### What you need to do
Each record must be reproduced exactly as it is shown.

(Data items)
§ §

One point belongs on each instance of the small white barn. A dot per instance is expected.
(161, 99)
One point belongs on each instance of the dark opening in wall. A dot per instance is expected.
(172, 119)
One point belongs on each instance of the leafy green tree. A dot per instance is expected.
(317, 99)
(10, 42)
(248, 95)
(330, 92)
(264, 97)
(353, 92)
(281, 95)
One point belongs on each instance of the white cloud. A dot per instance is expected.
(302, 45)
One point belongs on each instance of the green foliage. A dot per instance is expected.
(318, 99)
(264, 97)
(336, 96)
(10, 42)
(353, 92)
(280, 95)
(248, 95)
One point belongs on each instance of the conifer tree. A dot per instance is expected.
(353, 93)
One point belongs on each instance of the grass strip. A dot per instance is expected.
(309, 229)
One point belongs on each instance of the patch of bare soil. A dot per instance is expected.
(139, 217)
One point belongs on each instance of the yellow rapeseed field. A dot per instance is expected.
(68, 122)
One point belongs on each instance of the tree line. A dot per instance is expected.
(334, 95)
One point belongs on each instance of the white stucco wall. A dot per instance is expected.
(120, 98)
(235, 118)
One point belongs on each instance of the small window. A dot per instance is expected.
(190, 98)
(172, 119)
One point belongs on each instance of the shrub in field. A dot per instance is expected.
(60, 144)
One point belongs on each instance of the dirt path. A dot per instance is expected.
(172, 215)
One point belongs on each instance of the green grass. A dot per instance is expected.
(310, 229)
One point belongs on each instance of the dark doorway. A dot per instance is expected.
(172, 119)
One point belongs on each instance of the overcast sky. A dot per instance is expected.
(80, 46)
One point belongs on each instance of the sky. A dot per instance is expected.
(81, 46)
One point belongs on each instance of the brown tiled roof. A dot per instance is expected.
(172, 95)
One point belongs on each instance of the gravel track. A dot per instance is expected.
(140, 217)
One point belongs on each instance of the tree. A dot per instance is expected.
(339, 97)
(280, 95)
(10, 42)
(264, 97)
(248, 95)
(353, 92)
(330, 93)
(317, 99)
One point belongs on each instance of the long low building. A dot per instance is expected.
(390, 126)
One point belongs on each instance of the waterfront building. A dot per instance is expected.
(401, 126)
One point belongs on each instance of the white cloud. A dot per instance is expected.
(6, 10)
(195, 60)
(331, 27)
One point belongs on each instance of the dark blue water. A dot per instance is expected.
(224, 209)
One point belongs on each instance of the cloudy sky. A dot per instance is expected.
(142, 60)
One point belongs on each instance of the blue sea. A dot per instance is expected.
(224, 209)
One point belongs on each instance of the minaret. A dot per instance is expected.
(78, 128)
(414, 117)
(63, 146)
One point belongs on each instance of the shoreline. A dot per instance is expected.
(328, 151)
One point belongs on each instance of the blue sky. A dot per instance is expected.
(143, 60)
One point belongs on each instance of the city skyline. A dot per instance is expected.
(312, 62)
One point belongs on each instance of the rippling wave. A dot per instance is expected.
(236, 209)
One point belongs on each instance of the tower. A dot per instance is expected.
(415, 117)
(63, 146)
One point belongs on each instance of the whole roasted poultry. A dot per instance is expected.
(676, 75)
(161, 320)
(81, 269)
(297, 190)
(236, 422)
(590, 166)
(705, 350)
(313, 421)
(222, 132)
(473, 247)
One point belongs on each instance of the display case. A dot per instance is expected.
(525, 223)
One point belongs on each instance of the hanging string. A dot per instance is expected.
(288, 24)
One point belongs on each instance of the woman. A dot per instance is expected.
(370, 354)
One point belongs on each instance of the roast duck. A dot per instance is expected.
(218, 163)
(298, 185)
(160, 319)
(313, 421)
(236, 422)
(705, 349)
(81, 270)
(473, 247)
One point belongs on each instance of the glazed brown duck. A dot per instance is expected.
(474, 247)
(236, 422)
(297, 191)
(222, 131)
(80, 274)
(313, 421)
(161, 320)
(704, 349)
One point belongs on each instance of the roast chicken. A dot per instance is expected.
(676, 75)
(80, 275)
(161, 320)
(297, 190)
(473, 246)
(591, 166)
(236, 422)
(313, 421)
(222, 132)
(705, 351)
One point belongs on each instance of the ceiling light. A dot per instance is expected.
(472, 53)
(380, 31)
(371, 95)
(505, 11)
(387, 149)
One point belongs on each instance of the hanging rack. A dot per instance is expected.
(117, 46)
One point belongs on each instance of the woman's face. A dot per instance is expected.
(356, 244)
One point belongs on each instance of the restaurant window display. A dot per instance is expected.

§ §

### Reply
One point belongs on each instance of the small white barn. A dot per instance is expected.
(161, 99)
One point belongs on each instance of the dark opening in wall. A dot per instance is expected.
(172, 119)
One point belongs on each instance of the leafy green tree. A dot per instance is expected.
(317, 99)
(10, 42)
(248, 95)
(330, 92)
(264, 97)
(353, 92)
(281, 95)
One point belongs on each instance of the white cloud. A dot per instance is expected.
(302, 45)
One point belongs on each instance of the green foliage. A dot per instance is expected.
(318, 99)
(264, 97)
(336, 96)
(10, 42)
(353, 92)
(280, 95)
(248, 95)
One point belongs on each instance of the conifer tree. A dot per instance is expected.
(353, 93)
One point belongs on each instance of the grass strip. A dot per instance is expected.
(309, 229)
One point belongs on each instance of the patch of bare soil. A dot per instance is expected.
(139, 217)
One point belongs on each instance of the yellow rapeseed field. A dot per instance is expected.
(68, 122)
One point belongs on each instance of the tree line. A dot per instance is expected.
(334, 95)
One point belongs on each instance of the white stucco wall. A dot per instance is expected.
(120, 98)
(235, 118)
One point belongs on each instance of the small window. A dot per instance is expected.
(190, 98)
(172, 119)
One point belongs on each instance of the shrub in field. A dot per instance is expected.
(60, 144)
One point belongs on each instance of the dirt path. A dot per instance is expected.
(172, 215)
One point belongs on each instance of the green grass. A dot per instance is expected.
(310, 229)
One point belongs on each instance of the dark doorway. A dot per instance is expected.
(172, 119)
One point belongs on each instance of the overcast sky. A dot per instance is expected.
(80, 46)
One point belongs on each instance of the sky. A dot per instance is expected.
(81, 46)
One point belongs on each instance of the brown tiled roof. A dot per instance is expected.
(172, 95)
One point belongs on each instance of the gravel track. A dot per instance is expected.
(140, 217)
One point belongs on each instance of the tree. A dot per instance is expected.
(339, 97)
(280, 95)
(10, 42)
(264, 97)
(248, 95)
(353, 92)
(330, 93)
(317, 99)
One point belongs on each instance of the long low building. A dot per instance is expected.
(390, 126)
One point belongs on each instance of the waterfront building. A dot per instance is expected.
(401, 126)
One point belongs on each instance of the white cloud. A dot per instance is expected.
(6, 10)
(195, 60)
(331, 27)
One point belongs on each instance of the dark blue water. A dot per instance is expected.
(224, 209)
One point belongs on each instance of the cloudy sky. A dot per instance is expected.
(142, 60)
One point belongs on each instance of the blue sea. A dot per instance is expected.
(224, 209)
One point belongs on each instance of the minaret. A dot per instance is expected.
(78, 128)
(414, 117)
(63, 146)
One point belongs on each instance of the shoreline. A dot per instance is expected.
(328, 151)
One point belongs on each instance of the blue sky. A dot per instance is expected.
(143, 60)
One point belongs on each instance of the city skyline. A dot per instance is expected.
(312, 62)
One point belongs on each instance of the rippling wave. A dot per instance is expected.
(236, 209)
One point belongs on each instance of the tower. A dot per instance is expected.
(415, 117)
(63, 146)
One point belongs on each instance of the whole roasted poultry. A dot per instance is expected.
(676, 75)
(161, 320)
(81, 269)
(297, 190)
(236, 422)
(590, 166)
(705, 350)
(313, 421)
(222, 132)
(473, 247)
One point belongs on each instance of the display case. A dot per instance is expected.
(525, 223)
One point belongs on each instance of the hanging string. A dot per instance is expected.
(288, 24)
One point belongs on each instance of the woman. A dot per instance is expected.
(370, 354)
One point belongs on each instance of the roast duck. A dot per instance is expected.
(218, 163)
(298, 185)
(160, 319)
(313, 421)
(236, 422)
(705, 349)
(81, 270)
(473, 247)
One point belongs on each instance of the glazed brown duck. A dot per instance is expected.
(474, 247)
(236, 422)
(297, 191)
(222, 131)
(80, 274)
(313, 421)
(161, 320)
(704, 349)
One point belongs on each instance of the roast chicken. A dot per instance is expected.
(676, 75)
(80, 275)
(161, 320)
(297, 190)
(473, 246)
(591, 166)
(236, 422)
(313, 421)
(222, 132)
(705, 351)
One point belongs on each instance of the ceiling light. A dot per instance is expected.
(472, 53)
(380, 31)
(371, 95)
(505, 11)
(387, 149)
One point belongs on each instance of the hanging rack. A dot per instance is expected.
(117, 46)
One point belongs on each instance of the woman's face. A dot per instance is expected.
(356, 244)
One point belongs on each instance of the restaurant window display. A dot per instance is expected.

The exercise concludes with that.